[[ Dataset records open ]]

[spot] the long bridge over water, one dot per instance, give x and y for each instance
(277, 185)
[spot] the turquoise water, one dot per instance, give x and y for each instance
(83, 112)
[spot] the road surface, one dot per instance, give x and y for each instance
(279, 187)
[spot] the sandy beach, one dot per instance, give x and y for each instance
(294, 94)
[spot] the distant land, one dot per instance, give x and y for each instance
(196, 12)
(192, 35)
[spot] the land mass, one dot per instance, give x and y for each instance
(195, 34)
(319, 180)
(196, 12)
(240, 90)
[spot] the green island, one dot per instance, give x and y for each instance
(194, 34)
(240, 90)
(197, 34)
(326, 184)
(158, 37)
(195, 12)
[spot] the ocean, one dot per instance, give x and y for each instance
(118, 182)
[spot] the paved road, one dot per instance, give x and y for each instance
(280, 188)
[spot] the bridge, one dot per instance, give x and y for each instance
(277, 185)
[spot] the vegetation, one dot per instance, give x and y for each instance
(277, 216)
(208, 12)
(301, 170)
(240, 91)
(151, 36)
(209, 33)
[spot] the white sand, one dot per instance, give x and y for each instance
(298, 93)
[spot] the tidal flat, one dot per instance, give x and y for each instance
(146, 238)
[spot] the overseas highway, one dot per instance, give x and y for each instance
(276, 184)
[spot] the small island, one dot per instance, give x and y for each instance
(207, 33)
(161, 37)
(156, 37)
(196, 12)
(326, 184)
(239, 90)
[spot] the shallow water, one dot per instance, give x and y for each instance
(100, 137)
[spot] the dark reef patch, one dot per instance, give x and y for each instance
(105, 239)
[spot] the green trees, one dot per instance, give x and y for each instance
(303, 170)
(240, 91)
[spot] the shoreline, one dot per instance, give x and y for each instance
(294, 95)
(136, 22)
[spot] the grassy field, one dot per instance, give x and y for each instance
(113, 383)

[[ Dataset records closed ]]
[[ Dataset records open ]]

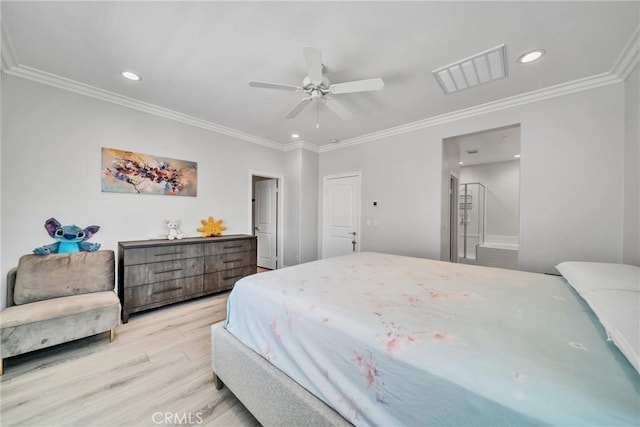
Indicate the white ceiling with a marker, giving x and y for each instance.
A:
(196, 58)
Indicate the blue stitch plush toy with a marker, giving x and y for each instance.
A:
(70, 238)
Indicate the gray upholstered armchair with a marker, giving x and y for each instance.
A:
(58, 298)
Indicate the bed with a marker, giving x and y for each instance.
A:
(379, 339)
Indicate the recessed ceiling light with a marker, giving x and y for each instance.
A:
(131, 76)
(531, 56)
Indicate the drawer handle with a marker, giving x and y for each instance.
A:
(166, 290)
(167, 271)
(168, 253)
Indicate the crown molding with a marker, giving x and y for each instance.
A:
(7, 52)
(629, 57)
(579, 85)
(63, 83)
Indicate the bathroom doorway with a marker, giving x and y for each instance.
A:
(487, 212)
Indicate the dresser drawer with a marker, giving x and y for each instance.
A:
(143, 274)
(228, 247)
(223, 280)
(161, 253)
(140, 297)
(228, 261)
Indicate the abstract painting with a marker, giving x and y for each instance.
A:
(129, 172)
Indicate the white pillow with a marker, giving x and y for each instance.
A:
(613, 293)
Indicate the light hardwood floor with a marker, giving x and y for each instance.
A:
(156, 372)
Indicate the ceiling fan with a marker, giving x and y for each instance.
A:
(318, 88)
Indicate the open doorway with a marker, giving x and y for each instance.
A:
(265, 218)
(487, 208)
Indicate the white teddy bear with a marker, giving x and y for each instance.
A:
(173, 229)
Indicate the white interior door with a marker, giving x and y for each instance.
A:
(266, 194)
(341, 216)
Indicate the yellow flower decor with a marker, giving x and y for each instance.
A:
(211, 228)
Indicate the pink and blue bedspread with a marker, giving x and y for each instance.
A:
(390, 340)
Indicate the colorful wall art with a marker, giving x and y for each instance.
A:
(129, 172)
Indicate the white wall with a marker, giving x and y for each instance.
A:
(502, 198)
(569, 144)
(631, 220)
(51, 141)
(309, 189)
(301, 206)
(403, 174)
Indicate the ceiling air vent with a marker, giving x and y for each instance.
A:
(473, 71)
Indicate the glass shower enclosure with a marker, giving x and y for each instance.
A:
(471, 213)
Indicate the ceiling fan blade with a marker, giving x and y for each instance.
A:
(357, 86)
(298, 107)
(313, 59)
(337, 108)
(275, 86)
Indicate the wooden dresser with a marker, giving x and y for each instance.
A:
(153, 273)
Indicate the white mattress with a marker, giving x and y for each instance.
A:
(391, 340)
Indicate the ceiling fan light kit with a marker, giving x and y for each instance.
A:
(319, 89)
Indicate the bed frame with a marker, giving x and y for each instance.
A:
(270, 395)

[[ Dataset records closed ]]
[[ Dataset records open ]]

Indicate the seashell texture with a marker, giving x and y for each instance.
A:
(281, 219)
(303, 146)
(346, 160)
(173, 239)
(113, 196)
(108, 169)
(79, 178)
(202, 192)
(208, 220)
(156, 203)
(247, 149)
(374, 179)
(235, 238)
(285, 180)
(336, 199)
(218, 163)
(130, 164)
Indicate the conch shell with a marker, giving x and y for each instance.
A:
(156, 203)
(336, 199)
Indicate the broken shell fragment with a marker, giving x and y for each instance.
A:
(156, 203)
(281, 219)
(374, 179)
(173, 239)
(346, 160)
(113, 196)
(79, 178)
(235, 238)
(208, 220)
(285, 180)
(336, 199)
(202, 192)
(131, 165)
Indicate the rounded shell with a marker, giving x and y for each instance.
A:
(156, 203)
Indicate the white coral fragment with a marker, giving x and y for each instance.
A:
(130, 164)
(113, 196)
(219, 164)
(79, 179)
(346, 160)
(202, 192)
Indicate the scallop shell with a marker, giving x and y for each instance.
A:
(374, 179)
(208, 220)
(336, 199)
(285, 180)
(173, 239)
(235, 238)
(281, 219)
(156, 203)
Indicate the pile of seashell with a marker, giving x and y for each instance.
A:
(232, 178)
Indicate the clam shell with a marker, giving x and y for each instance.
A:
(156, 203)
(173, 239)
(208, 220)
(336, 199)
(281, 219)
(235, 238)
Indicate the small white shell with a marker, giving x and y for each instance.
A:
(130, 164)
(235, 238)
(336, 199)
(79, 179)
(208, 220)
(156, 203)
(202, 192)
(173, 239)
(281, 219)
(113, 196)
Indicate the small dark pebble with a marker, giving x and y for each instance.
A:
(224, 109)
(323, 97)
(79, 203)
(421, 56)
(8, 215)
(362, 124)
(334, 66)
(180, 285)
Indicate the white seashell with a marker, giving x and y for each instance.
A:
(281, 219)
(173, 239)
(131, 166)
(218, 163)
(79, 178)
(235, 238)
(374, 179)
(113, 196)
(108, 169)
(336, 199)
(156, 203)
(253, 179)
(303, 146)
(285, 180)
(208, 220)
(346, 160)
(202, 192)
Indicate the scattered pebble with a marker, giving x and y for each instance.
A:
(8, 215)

[[ Dataset records closed ]]

### [Task brief]
From the material above, copy each line that includes the word "fragment".

### [Written answer]
Indicate the broken shell fragment with a marker, giving x and y for each instance.
Indicate the white coral fragment with a marker, giving x and y for each instance.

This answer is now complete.